**Task details**
Extract each of the records below and reproduce every line word for word, without any changes.

+---+

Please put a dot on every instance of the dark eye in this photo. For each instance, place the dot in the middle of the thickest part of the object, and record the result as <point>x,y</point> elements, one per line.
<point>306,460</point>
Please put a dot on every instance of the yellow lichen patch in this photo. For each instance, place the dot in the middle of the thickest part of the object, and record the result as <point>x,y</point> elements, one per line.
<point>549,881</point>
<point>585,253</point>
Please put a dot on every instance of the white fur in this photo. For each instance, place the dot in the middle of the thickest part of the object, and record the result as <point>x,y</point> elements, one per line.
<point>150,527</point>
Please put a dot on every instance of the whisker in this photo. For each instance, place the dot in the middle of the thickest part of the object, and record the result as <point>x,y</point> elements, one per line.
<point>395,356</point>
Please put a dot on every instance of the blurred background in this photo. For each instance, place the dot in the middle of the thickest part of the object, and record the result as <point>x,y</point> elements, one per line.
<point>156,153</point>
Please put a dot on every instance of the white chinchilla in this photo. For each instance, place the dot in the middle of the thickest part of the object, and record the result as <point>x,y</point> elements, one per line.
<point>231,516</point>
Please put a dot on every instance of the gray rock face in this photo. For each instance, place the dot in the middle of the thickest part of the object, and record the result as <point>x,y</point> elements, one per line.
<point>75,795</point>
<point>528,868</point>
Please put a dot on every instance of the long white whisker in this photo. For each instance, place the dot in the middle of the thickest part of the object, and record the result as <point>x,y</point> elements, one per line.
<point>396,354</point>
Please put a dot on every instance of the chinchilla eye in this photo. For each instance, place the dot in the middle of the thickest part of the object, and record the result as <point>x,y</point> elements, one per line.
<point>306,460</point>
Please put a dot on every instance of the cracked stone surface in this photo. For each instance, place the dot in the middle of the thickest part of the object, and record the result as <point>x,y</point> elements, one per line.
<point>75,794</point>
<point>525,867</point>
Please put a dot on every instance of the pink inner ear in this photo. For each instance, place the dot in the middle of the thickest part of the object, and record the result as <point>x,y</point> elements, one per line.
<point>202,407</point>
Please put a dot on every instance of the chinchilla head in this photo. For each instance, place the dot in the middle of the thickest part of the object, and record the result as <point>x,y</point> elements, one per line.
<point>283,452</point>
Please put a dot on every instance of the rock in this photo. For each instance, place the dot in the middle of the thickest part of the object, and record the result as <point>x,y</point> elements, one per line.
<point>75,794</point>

+---+

**Solution to the problem**
Please put a dot on every instance of the dark eye in this photo. For each instance, place the dot in the middle of the thickest part of the object, and record the result as <point>x,y</point> elements, one per line.
<point>306,460</point>
Please put a dot on every instance of the yellow lichen patch in this photo. For each instance, place the dot in the middle of the thickest part of the object, and record the result as <point>x,y</point> elements, one per line.
<point>549,881</point>
<point>585,253</point>
Please put a dot on every instance of the white fur in this photo. For each instance, place the dot in the middle of the thickest part of the object, and record the result as <point>x,y</point> elements, one per line.
<point>150,527</point>
Please put a dot on every instance of the whisker in this photo. For each instance, place the dot in the middle of the thickest part of the object, and record the result as <point>x,y</point> elements, one per line.
<point>395,356</point>
Please put a dot on every instance of the blurred background in this photo. For each instance, place the dot in the middle of the thickest part of the object, and record the result as <point>x,y</point> elements, one per line.
<point>156,153</point>
Please put a dot on every instance of the white chinchilla in this photo. For each instance, place the dot in the middle of the thickest part of the object, and record the result as <point>x,y</point> elements, one per line.
<point>231,516</point>
Please put a dot on every instance of the gray rock face in this photo. For each instance, place the dot in the middle of the thickest part of the object, and record the result as <point>x,y</point> elements, one per line.
<point>75,795</point>
<point>528,868</point>
Please put a dot on every instance of the long white whisker in this photo. For each instance, place the dot in the middle of the thickest part of the object, and record the result as <point>x,y</point> elements, one per line.
<point>396,354</point>
Please put a dot on every instance of the chinchilla eye in this photo. For each instance, place the dot in the middle of the thickest part of the object, and record the result as <point>x,y</point> elements, one per line.
<point>306,460</point>
Please put a dot on every instance of the cracked stone surface in this photo. For each instance, place the dot in the middle of the thickest part of the object, and record the result as <point>x,y</point> elements, one per line.
<point>75,794</point>
<point>525,867</point>
Please put a dot on every instance of the pink inner ear in this photo. For each instance, place the dot in the middle of the thickest part of the object, and record the result as <point>x,y</point> elements, one per line.
<point>202,407</point>
Please put a dot on every instance of the chinchilla head in this photo. For each instance, place the dot in the middle of the thickest part of the object, and record the result as <point>x,y</point> elements, one per line.
<point>283,452</point>
Please put a dot on every instance of the rock in this photo. For each instance, place the dot in the middle of the thickest part of the object, and record the result as <point>x,y</point> elements, one per line.
<point>75,794</point>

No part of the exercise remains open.